= Data excerpts =
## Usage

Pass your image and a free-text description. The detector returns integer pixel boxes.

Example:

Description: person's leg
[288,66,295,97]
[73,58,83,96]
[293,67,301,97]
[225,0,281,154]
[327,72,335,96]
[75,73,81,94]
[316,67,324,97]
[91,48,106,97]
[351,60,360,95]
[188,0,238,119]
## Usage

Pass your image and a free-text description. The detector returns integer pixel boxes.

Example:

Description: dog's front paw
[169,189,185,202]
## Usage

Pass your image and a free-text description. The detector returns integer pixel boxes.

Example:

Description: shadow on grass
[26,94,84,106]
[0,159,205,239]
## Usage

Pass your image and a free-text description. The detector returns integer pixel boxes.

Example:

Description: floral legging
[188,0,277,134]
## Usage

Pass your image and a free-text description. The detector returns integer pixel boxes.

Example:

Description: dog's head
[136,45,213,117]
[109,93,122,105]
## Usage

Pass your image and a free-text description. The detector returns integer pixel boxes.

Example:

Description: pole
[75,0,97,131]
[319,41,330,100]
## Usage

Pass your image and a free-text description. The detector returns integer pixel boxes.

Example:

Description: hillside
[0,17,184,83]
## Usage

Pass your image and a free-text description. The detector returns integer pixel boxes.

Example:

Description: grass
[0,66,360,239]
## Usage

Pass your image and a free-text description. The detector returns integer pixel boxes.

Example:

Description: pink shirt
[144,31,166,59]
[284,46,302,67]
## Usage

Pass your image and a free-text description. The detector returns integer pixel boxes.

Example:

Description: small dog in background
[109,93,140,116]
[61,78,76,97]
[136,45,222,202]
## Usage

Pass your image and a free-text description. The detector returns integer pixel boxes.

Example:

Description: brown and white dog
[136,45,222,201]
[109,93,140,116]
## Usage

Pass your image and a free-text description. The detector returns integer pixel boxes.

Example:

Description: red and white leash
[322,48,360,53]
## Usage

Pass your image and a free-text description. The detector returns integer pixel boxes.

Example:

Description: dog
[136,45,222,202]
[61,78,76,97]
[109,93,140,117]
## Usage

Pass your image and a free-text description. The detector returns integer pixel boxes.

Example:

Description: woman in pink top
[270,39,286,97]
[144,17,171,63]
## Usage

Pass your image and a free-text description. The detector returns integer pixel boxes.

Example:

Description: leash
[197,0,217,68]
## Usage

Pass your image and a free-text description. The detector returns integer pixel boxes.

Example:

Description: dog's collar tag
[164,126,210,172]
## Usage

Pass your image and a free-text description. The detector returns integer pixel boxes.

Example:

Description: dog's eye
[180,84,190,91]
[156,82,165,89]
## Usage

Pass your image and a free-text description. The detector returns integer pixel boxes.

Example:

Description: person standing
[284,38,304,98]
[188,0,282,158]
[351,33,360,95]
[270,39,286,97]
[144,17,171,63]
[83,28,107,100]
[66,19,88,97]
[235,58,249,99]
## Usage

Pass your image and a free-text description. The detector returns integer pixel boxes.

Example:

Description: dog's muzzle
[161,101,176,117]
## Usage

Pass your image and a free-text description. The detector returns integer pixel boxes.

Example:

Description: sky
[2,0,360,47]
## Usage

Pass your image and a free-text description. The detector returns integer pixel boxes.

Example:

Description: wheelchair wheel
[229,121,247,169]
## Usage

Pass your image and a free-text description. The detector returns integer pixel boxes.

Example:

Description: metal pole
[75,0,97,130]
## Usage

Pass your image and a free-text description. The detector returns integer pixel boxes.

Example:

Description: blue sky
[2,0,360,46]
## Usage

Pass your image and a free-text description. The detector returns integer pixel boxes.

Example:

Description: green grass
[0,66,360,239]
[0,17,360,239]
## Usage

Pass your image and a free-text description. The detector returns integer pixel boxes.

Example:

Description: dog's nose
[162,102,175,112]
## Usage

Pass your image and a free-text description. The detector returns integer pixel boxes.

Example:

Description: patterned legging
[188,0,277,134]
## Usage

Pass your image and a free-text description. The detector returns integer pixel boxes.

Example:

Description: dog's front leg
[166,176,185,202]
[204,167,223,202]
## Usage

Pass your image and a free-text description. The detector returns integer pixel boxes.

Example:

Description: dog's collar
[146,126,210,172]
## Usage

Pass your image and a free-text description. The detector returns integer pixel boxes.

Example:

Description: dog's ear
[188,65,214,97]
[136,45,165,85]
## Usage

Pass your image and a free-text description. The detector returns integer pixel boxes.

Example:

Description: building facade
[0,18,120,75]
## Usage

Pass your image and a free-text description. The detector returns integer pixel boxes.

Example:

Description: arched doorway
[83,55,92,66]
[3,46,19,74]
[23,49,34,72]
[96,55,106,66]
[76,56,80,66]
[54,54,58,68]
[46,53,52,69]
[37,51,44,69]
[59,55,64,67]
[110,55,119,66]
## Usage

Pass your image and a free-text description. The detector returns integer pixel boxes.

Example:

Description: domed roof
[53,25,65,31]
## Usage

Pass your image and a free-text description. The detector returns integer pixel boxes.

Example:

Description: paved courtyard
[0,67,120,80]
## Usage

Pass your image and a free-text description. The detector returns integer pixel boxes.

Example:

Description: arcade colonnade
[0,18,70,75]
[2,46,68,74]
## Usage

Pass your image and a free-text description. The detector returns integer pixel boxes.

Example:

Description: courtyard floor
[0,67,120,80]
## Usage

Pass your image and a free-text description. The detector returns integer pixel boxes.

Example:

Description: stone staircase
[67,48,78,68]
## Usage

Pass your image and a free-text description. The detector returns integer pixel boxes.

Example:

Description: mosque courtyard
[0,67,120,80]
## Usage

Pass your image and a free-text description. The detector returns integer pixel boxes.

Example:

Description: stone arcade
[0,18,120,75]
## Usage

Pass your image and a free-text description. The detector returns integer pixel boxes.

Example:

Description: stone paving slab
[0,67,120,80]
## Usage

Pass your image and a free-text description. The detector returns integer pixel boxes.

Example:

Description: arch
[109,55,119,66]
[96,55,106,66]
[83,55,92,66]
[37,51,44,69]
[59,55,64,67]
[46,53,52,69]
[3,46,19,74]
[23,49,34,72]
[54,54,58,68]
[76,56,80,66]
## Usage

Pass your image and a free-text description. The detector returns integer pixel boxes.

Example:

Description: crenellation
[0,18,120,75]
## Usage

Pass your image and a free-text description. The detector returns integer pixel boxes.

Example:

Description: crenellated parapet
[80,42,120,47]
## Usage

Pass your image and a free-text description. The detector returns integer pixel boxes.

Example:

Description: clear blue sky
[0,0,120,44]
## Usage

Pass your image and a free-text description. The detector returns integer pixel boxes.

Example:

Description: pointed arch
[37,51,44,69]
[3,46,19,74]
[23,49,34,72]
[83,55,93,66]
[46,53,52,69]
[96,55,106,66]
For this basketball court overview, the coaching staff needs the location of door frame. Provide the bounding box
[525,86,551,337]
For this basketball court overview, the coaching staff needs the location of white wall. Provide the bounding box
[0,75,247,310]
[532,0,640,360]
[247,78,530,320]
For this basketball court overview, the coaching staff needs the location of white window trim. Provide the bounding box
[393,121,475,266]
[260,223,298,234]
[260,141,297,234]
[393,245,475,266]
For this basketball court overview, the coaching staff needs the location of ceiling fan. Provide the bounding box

= Directions for this task =
Count the lines in the items above that contain the string "needs", treating uppercase and lowercase as distinct. Reply with the number only.

= Completed task =
4